▶ Written instruction: All lines from the one with "Reviewer note: check that every instance of the black tuxedo" to the end need to be copied exactly, with nothing before them.

▶ Input records:
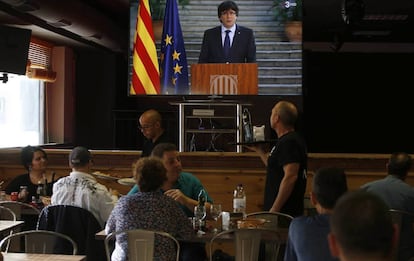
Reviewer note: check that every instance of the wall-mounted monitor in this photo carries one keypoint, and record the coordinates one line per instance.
(14, 49)
(279, 61)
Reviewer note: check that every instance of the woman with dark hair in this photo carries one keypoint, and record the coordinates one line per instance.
(34, 160)
(148, 209)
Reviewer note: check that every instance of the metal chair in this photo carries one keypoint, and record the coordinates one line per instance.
(23, 211)
(7, 214)
(247, 242)
(39, 241)
(140, 243)
(404, 221)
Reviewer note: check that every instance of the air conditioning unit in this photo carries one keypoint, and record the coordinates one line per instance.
(41, 74)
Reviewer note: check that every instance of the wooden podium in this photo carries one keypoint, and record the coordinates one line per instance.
(224, 78)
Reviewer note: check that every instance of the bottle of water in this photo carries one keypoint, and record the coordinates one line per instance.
(239, 200)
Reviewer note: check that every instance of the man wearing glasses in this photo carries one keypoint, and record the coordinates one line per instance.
(229, 42)
(150, 124)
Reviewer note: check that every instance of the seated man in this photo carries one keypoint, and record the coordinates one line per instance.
(184, 188)
(307, 239)
(81, 189)
(362, 228)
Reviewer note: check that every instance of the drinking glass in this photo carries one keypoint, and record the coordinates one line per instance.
(215, 212)
(200, 214)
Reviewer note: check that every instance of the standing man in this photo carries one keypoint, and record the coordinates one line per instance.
(183, 188)
(286, 163)
(150, 124)
(241, 41)
(362, 228)
(398, 195)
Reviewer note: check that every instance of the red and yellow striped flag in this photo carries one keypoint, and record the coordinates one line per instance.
(145, 69)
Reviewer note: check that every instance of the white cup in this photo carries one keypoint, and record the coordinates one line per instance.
(225, 217)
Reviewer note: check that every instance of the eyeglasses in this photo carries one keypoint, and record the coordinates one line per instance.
(144, 127)
(229, 13)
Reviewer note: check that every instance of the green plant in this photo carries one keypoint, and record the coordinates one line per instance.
(158, 8)
(287, 10)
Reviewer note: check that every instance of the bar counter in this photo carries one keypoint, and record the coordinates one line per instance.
(220, 172)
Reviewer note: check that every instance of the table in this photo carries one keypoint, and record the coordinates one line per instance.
(41, 257)
(7, 225)
(204, 238)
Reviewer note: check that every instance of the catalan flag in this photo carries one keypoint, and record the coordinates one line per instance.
(145, 77)
(174, 68)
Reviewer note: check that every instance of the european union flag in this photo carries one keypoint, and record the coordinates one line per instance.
(174, 68)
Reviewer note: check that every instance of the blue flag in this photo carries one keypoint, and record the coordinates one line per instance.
(174, 68)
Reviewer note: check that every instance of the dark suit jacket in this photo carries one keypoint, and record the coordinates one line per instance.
(243, 48)
(77, 223)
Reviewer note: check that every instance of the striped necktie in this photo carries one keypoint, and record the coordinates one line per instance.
(227, 45)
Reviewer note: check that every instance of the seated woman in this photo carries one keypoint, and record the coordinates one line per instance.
(148, 209)
(34, 160)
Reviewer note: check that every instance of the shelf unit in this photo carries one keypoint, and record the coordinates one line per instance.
(214, 119)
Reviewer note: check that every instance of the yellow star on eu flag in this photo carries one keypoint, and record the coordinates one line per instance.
(168, 40)
(177, 68)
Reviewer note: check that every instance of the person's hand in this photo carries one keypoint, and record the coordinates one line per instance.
(23, 194)
(177, 195)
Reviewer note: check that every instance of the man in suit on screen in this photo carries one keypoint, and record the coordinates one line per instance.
(239, 47)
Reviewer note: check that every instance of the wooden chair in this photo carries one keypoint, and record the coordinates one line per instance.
(38, 241)
(20, 208)
(7, 214)
(247, 242)
(274, 220)
(140, 243)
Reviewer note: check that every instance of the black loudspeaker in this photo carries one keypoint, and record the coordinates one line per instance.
(14, 49)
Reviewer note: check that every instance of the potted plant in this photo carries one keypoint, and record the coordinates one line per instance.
(289, 12)
(157, 8)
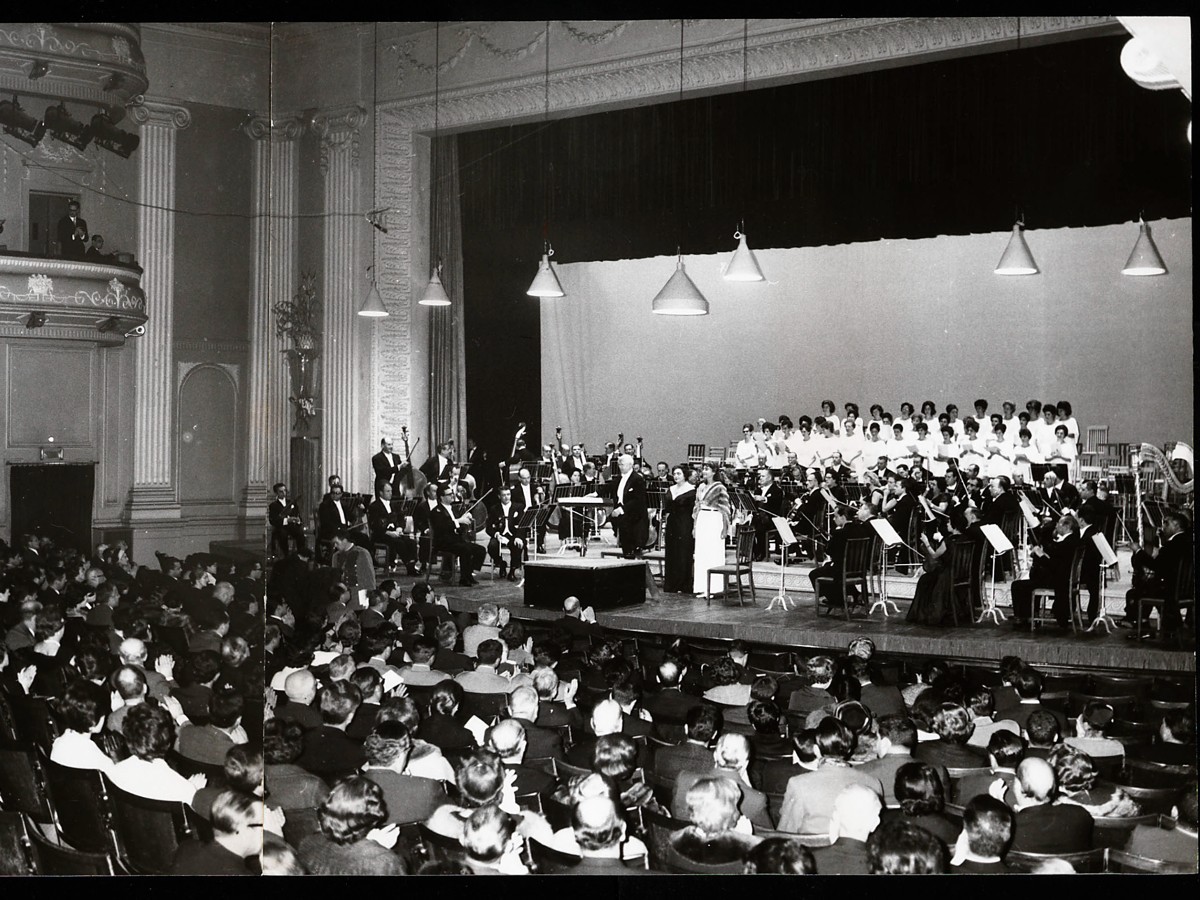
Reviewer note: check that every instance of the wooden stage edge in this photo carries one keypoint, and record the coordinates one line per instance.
(804, 629)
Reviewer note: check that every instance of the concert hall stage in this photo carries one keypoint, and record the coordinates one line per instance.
(803, 628)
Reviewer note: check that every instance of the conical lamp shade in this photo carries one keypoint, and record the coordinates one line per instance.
(1017, 259)
(545, 282)
(681, 297)
(743, 267)
(372, 306)
(435, 294)
(1144, 259)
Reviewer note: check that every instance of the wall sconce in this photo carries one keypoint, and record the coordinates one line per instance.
(112, 138)
(66, 129)
(19, 124)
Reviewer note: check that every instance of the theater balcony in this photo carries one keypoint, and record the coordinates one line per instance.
(70, 300)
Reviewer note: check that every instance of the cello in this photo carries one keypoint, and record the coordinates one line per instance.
(414, 480)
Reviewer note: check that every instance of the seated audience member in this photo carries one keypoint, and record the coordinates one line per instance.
(1042, 733)
(409, 798)
(718, 832)
(1173, 845)
(1005, 754)
(328, 750)
(984, 839)
(808, 802)
(491, 844)
(895, 745)
(904, 849)
(209, 743)
(815, 695)
(354, 838)
(702, 726)
(237, 841)
(1042, 825)
(1090, 726)
(855, 816)
(81, 714)
(730, 760)
(780, 856)
(289, 786)
(952, 724)
(1077, 778)
(922, 798)
(1176, 744)
(442, 727)
(150, 735)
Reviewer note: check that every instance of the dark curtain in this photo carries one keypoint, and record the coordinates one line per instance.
(448, 353)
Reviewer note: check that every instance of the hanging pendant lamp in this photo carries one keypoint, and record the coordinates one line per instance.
(744, 265)
(679, 295)
(1144, 259)
(1017, 258)
(545, 282)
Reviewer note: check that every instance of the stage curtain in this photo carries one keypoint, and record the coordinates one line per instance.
(448, 353)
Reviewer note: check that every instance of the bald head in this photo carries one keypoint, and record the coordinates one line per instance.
(507, 739)
(1036, 779)
(300, 687)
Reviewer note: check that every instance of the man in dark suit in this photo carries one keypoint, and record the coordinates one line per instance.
(72, 233)
(769, 499)
(1053, 562)
(388, 527)
(1044, 826)
(387, 465)
(444, 526)
(502, 522)
(628, 492)
(287, 526)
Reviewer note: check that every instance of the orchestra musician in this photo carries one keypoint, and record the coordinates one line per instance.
(502, 523)
(387, 527)
(769, 502)
(444, 527)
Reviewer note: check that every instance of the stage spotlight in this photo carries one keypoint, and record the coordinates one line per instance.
(112, 138)
(21, 124)
(66, 129)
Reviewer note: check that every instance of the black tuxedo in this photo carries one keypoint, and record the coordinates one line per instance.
(71, 244)
(445, 538)
(633, 523)
(283, 528)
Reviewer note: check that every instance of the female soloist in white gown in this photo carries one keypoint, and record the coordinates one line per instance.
(712, 516)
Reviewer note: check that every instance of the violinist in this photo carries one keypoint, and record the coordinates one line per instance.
(387, 527)
(502, 523)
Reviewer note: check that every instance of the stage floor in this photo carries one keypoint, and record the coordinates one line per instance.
(804, 628)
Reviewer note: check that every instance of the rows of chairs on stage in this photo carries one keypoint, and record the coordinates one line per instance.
(131, 713)
(485, 743)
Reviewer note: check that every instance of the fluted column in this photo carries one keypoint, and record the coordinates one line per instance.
(339, 131)
(271, 279)
(155, 493)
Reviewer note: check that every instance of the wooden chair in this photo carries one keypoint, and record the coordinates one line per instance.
(1087, 861)
(81, 805)
(49, 858)
(856, 571)
(147, 833)
(1185, 594)
(742, 568)
(1043, 599)
(1133, 864)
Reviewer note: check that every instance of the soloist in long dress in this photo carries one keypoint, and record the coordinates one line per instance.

▶ Exercise response:
Reviewer note: check that every instance of the black tuxedo in this photo carries one keypoint, and record the coordinates one line per instance.
(71, 244)
(445, 538)
(633, 523)
(283, 528)
Reviewer note: check that every instance of the female soloist in white gown in this photo carries one keypoint, and record the coordinates one line per instance.
(712, 516)
Reviewer note: check that every instance of the violinist in this photo carries one keypoint, and record the coordinates one line per instance.
(387, 527)
(502, 523)
Reviewer note: check that every instance of the stage floor in this photo carries one keypoint, and record the coordinates one line per instance.
(804, 628)
Reviewer note: check that every instance of the rows of chairs on stage in this photo carries one keypoint, and record the coordinates one line per instance.
(131, 713)
(485, 743)
Reviewer note: check that every instance of the fluted column in this photo carries one keypoint, and record the coordinates one line per instance.
(339, 131)
(271, 279)
(155, 493)
Reviewer note: check that every instance of the wooden chair in this photo carries one keypoint, and record the coordinates one line per instance.
(1087, 861)
(81, 805)
(49, 858)
(856, 571)
(147, 833)
(1185, 594)
(742, 568)
(1043, 599)
(1133, 864)
Reviewer note: check that every instance of the soloist in long dress in this photo carries one keypoint, and record the coordinates one line per instance.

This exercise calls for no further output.